Exercise data:
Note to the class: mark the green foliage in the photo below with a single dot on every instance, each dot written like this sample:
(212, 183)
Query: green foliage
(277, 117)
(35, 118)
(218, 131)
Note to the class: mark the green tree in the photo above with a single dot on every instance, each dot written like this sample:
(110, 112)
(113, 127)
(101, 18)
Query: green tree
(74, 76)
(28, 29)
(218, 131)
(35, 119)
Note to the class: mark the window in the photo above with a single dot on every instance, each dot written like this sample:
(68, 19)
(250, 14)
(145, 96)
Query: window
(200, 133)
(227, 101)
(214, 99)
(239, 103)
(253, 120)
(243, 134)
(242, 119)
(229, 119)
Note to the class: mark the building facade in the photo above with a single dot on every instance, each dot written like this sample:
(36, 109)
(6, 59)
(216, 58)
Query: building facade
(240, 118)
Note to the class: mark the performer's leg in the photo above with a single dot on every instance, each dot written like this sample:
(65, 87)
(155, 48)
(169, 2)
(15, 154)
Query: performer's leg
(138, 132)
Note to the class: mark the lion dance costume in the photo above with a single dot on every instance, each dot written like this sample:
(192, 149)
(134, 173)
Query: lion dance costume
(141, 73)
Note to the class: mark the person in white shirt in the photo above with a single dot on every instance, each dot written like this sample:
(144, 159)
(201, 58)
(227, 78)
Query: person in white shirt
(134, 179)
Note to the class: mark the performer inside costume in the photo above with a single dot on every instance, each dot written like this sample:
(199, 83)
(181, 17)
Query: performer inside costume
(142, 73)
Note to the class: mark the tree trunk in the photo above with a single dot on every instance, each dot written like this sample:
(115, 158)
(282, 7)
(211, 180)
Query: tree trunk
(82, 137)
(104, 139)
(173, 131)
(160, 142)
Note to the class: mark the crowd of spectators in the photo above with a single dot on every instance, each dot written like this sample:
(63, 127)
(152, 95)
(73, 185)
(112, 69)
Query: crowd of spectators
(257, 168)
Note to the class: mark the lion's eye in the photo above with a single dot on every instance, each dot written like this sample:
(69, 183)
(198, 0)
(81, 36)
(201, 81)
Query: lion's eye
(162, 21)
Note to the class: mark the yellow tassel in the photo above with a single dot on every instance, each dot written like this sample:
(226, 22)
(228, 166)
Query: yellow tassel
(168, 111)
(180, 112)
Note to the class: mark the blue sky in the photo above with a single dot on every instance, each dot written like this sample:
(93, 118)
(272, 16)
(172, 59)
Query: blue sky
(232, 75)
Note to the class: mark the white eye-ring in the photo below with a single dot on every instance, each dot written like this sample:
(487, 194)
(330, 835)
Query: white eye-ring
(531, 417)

Instructions to follow:
Copy out all of the records, keeping every line identical.

Result of the exercise:
Note to the class: mark the green foliage in the photo below with a single dot on every instance, each dot written like this sample:
(212, 183)
Query: green foliage
(277, 117)
(35, 118)
(218, 131)
Note to the class: mark the green tree in the photo above with a single dot on every instance, each dot written like this sample:
(110, 112)
(113, 127)
(101, 18)
Query: green tree
(74, 76)
(28, 29)
(218, 131)
(35, 119)
Note to the class: mark the window in the photo above with a single dot on every instance, each dot written like this sample:
(68, 19)
(250, 14)
(145, 96)
Query: window
(200, 133)
(227, 101)
(214, 99)
(239, 103)
(253, 120)
(243, 134)
(242, 119)
(229, 119)
Note to the class: mark the building facade in the photo above with a single dot on every instance, each dot written like this sample:
(36, 109)
(6, 59)
(216, 58)
Query: building facade
(240, 118)
Note to the class: mark the performer's leg in the photo above with a single dot on every instance, each dot written like this sample:
(65, 87)
(155, 48)
(169, 2)
(15, 154)
Query: performer's leg
(138, 132)
Note to the class: mark the lion dance costume in the photo above with a single dot on every instance, each dot written like this sample:
(192, 149)
(134, 173)
Query: lion dance costume
(141, 73)
Note to the class: mark the person in white shirt in the photo above with a single dot on every instance, each dot written like this sample:
(144, 159)
(201, 58)
(227, 78)
Query: person in white shirt
(134, 179)
Note to the class: mark the performer inside costume in the photo above with a single dot on every instance, each dot written like this sample:
(199, 83)
(181, 17)
Query: performer inside costume
(142, 73)
Note to the class: mark the tree trunk in the photo above with a single dot on every instance, each dot written like this sample:
(115, 158)
(282, 7)
(211, 180)
Query: tree trunk
(82, 137)
(104, 139)
(173, 131)
(160, 142)
Note to the class: mark the crowd of spectators in the photo above with a single dot on every instance, each dot written like this sample:
(63, 127)
(152, 95)
(73, 185)
(112, 69)
Query: crowd of spectators
(257, 168)
Note to the class: mark the lion's eye in the photo above with a single dot on every instance, each dot written like this sample:
(69, 183)
(198, 0)
(81, 36)
(201, 81)
Query: lion's eye
(162, 21)
Note to the class: mark the yellow tassel in the photo above with a single dot on every instance, each dot written like this sample:
(226, 22)
(228, 166)
Query: yellow tassel
(168, 111)
(180, 112)
Note to the class: mark the blue sky in the photo above with a single dot on every instance, each dot written like this sample:
(93, 118)
(272, 16)
(172, 59)
Query: blue sky
(232, 75)
Note to the class: mark the white eye-ring in the photo below with a single dot on every instance, each dot written like this sample:
(487, 194)
(330, 835)
Query: white eye-ring
(531, 417)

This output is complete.